Restate the entries word for word, leaving nothing out.

[Start of section]

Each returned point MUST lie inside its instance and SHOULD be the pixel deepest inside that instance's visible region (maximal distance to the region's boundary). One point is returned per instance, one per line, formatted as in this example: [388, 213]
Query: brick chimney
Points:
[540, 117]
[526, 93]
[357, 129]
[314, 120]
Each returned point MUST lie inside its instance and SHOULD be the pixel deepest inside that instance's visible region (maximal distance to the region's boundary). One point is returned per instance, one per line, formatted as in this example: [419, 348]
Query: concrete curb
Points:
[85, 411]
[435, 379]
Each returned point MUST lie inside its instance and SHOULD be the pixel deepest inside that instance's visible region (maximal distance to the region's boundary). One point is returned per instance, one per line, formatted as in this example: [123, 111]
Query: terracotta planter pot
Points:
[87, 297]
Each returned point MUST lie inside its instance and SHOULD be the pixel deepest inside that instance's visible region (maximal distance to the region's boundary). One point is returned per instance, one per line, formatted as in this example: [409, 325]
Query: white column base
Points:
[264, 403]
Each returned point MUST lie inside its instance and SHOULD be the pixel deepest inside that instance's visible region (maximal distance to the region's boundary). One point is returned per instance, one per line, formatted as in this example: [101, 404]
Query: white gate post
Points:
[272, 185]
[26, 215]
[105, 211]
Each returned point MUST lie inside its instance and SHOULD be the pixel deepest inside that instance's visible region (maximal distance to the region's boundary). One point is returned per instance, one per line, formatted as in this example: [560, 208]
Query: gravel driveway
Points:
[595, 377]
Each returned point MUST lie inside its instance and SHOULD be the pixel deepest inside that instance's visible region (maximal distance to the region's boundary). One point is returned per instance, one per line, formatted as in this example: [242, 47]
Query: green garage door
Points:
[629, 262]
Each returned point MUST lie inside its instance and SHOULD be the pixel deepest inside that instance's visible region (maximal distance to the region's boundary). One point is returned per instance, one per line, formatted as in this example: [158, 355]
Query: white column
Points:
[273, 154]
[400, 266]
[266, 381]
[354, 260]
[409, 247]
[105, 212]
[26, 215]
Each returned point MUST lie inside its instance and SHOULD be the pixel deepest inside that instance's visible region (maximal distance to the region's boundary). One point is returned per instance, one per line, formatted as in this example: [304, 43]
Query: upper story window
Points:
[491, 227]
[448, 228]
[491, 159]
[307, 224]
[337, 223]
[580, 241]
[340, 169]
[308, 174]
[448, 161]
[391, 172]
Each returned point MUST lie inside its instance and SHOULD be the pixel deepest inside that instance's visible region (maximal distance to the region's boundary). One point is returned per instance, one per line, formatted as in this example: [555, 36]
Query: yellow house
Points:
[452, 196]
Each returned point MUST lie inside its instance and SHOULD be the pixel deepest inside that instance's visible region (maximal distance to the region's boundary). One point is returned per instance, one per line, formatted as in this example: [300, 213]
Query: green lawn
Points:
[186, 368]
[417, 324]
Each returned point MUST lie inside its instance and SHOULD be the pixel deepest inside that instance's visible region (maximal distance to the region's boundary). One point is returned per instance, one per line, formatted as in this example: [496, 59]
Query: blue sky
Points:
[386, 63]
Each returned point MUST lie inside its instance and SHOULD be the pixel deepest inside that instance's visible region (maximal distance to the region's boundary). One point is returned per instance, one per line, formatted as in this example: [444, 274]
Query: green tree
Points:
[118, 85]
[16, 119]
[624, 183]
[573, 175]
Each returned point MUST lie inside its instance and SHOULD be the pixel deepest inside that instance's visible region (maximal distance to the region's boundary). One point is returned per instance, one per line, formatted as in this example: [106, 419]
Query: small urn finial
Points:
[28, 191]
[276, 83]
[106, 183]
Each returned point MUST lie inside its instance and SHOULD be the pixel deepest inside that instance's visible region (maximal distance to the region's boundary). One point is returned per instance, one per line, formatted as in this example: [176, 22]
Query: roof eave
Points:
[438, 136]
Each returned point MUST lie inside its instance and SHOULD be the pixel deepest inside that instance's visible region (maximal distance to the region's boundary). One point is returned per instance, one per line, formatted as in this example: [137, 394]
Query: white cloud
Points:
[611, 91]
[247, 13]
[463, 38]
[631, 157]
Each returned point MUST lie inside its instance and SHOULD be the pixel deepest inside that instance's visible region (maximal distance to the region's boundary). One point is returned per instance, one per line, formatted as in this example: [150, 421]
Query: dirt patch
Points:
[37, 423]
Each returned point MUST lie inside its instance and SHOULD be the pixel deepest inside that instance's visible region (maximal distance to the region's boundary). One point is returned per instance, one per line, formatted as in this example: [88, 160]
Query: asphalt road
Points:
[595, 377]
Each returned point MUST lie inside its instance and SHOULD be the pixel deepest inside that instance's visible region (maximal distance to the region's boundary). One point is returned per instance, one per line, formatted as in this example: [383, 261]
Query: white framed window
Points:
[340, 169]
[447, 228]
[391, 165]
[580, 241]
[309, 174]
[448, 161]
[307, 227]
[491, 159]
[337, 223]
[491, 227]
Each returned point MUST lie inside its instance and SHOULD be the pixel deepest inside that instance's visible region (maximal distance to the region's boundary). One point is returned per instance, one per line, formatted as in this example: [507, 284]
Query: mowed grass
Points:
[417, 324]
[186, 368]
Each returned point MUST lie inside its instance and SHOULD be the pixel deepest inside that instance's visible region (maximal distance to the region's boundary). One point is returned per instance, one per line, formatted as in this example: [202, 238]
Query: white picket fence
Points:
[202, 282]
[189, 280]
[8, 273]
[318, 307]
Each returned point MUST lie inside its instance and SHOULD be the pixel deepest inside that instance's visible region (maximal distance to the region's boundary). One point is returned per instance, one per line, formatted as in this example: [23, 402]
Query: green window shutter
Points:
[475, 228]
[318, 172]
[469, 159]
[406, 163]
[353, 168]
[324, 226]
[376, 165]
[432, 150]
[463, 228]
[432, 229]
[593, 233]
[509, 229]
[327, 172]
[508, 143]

[End of section]

▸ Final answer
Each returned point MUST lie inside its instance and SHOULD be the pixel deepest inside that instance's visible region (maximal distance to the region's boundary). One point is returned per instance, one per line, formatted as in this example: [388, 213]
Query: brick chimney
Points:
[540, 117]
[526, 93]
[357, 129]
[314, 120]
Each returned point MUST lie inside its instance and SHOULD be the pixel deepest inside that instance's visible region (maximal distance to the region's boundary). One point is returned per instance, one per line, formatted as in this example: [419, 348]
Query: concrete curb
Points:
[85, 411]
[435, 379]
Each returned point MUST lie inside its instance and SHOULD be the pixel deepest inside that instance's visible region (maximal distance to the region's boundary). One point is returned per instance, one per line, formatted as in this example: [123, 111]
Query: terracotta planter pot
Points:
[87, 297]
Each returned point MUST lie inside its instance and SHOULD be the pixel deepest inside that instance's visible region (maximal distance to the region's boundary). One point is returned per instance, one per line, formatted as in this example: [409, 325]
Query: white column base
Points:
[264, 403]
Each returned point MUST lie inside its instance and SHOULD be the pixel deepest inside that instance's visible region (maximal distance to the region's boundary). One point is returned per instance, one per line, formatted as in this example: [101, 404]
Query: white gate post
Points:
[272, 185]
[26, 215]
[105, 211]
Each returned point MUST lie inside its instance and SHOULD be the pixel deepest inside that instance's visible region (maximal distance to the region's boundary). One point is returned per instance, one per line, formatted as in this example: [560, 208]
Query: gravel driveway
Points:
[595, 377]
Each returned point MUST lie inside its instance and SHOULD be the pixel deepest inside that instance's visible region (maximal distance to the region's boundary). One point is returned per instance, one per line, formatted as in this example: [242, 47]
Query: green garage door
Points:
[629, 262]
Each returned point MUST lie inside its instance and SHOULD be the pixel deepest inside that instance's visible region (maximal distance to the region's boundary). One point is returned per instance, one per line, formatted as in this example: [158, 355]
Query: white column
Points:
[273, 154]
[400, 266]
[266, 381]
[354, 260]
[409, 247]
[105, 212]
[26, 215]
Each returned point MUST lie inside its instance and SHOULD be the pixel deepest inside that instance's visible region (maximal distance to the region's boundary). One point is returned per instance, one per line, formatted as in this example: [304, 43]
Query: upper story window
Points:
[491, 227]
[448, 228]
[491, 159]
[307, 224]
[337, 223]
[580, 241]
[340, 169]
[308, 174]
[448, 161]
[391, 172]
Each returned point MUST lie inside its instance and SHOULD be the pixel deepest inside that instance's visible region (maximal distance to the region's boundary). One point is returned per instance, one per line, formatted as in this example: [555, 36]
Query: yellow house
Points:
[452, 196]
Each returned point MUST lie inside its instance and SHOULD be the pixel deepest inside that instance's visible region (maximal distance to the region's boundary). One point is returned per instance, one per line, formatted as in this example: [300, 213]
Query: green lawn
Points:
[186, 368]
[417, 324]
Each returned point MUST lie inside its instance and SHOULD be the pixel deepest inside that instance's visible region (maximal distance to the region's boundary). One point is returned per instance, one per line, formatted as in this example: [496, 59]
Query: blue sky
Points:
[386, 63]
Each returned point MUST lie inside its instance and SHOULD be the pixel deepest inside that instance's visible region (maximal distance to the region's boundary). One point is returned per instance, one per line, formatted as in this example: [444, 274]
Query: green tree
Points:
[118, 85]
[16, 119]
[624, 183]
[573, 175]
Each returned point MUST lie inside its instance and SHOULD be the pixel deepest inside that instance's visible region (maximal distance to the region's boundary). One point is returned per instance, one per line, formatted as in this example: [106, 419]
Query: small urn finial
Points:
[28, 191]
[276, 83]
[106, 183]
Each returned point MUST lie inside its instance and SHOULD be the pixel deepest inside that instance's visible region (maximal distance to the region's boundary). One point is returned per instance, one per line, formatted as in this example: [176, 22]
Query: roof eave
Points:
[438, 136]
Each returned point MUST lie inside its instance and SHOULD be the pixel deepest inside that instance's visible region (maximal distance to the region's boundary). One point is returned per instance, one per line, formatted as in this example: [137, 394]
Query: white cloud
Points:
[611, 91]
[247, 13]
[463, 38]
[631, 157]
Each returned point MUST lie inside its instance and SHOULD be the pixel deepest inside that instance's visible region (maximal distance to the region's boundary). One point is returned per instance, one per line, formatted as in this example: [150, 421]
Query: dirt patch
Points:
[37, 423]
Each returned point MUST lie inside its instance and SHOULD be the pixel deepest inside that instance's visible region (maximal distance to the region's boundary). One point is returned per instance, one per line, formatted as in this example: [88, 160]
Query: asphalt road
Points:
[595, 377]
Each returned point MUST lie inside its instance and SHOULD be the pixel deepest inside that instance's visible region (maximal distance to the region's boundary). One point is returned per instance, one per line, formatted as in this example: [383, 261]
Query: white framed window
Points:
[340, 169]
[447, 228]
[391, 165]
[580, 241]
[309, 174]
[448, 161]
[307, 227]
[491, 159]
[337, 223]
[491, 227]
Each returned point MUST lie inside its instance and SHOULD be the pixel deepest inside that instance's visible region (maximal distance to the region's boundary). One point is returned per instance, one per line, formatted as in this example: [507, 284]
Query: mowed grass
Points:
[417, 324]
[186, 368]
Each returned point MUST lie inside its instance and SHOULD be the pixel deepest inside that instance's visible region (maximal distance to the region's boundary). One point is returned per instance, one per line, formatted as in this example: [202, 238]
Query: white picket fence
Points:
[202, 282]
[189, 280]
[8, 273]
[318, 307]
Each returned point MUST lie inside its instance and SHOULD be the pixel deepest inside that instance's visible region (maximal distance to the region's boundary). One point is returned per instance, one per line, formatted as in this example: [23, 402]
Query: green window shutter
Points:
[475, 228]
[318, 172]
[469, 159]
[406, 163]
[353, 168]
[324, 226]
[376, 165]
[432, 150]
[463, 228]
[432, 229]
[593, 233]
[509, 229]
[327, 172]
[508, 143]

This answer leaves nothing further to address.